◆ What is needed
In the records below, replace every "draw the outline" with "trace the boundary" and write all the lines out again with nothing else changed. Leave the pictures out.

---+---

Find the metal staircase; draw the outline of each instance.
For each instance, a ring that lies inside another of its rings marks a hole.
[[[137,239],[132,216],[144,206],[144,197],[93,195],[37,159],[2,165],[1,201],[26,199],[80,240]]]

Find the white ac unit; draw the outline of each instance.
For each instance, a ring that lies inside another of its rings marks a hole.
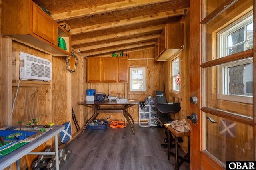
[[[20,77],[22,80],[51,80],[52,63],[48,59],[21,52]]]

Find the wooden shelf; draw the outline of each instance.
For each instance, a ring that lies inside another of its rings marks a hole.
[[[184,24],[167,24],[155,45],[155,61],[168,61],[184,48]]]
[[[87,83],[128,83],[127,57],[87,58]]]
[[[53,56],[71,55],[70,34],[32,1],[4,0],[2,5],[2,35]],[[66,50],[58,46],[58,36]]]

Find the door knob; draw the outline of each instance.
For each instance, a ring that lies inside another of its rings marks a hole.
[[[196,121],[197,121],[197,115],[195,113],[192,113],[191,116],[187,116],[187,119],[190,119],[192,123],[195,124],[197,124]]]
[[[189,98],[189,100],[190,103],[193,104],[196,104],[197,103],[197,97],[194,95],[193,95]]]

---+---

◆ Completed exercise
Find the metal staircase; trace the boundary of each instance.
For each instance, a ring that lies inside another of its rings marks a hole.
[[[137,239],[132,216],[144,206],[144,197],[93,195],[37,159],[2,165],[1,201],[26,199],[80,240]]]

Find the white ac unit; trace the boundary of each instance.
For each instance, a ring that lies inside another of its rings marks a hole.
[[[20,77],[22,80],[51,80],[52,63],[48,59],[21,52]]]

Find the wooden shelf; trace the boundary of each instance.
For each instance, a ring that lies inside another of its rings marks a hole.
[[[184,24],[167,24],[155,45],[155,61],[168,61],[184,48]]]
[[[87,83],[128,83],[127,57],[87,58]]]
[[[53,56],[71,55],[70,34],[32,1],[4,0],[2,5],[2,35]],[[66,50],[58,46],[58,36]]]

Find the door knob; trace the boundary of each instance.
For each instance, a ring that lies inside another of its rings marks a hole.
[[[196,121],[197,121],[197,115],[195,113],[192,113],[191,116],[187,116],[187,119],[190,119],[192,123],[195,124],[197,124]]]
[[[189,98],[189,100],[190,103],[193,104],[196,104],[197,103],[197,97],[194,95],[193,95]]]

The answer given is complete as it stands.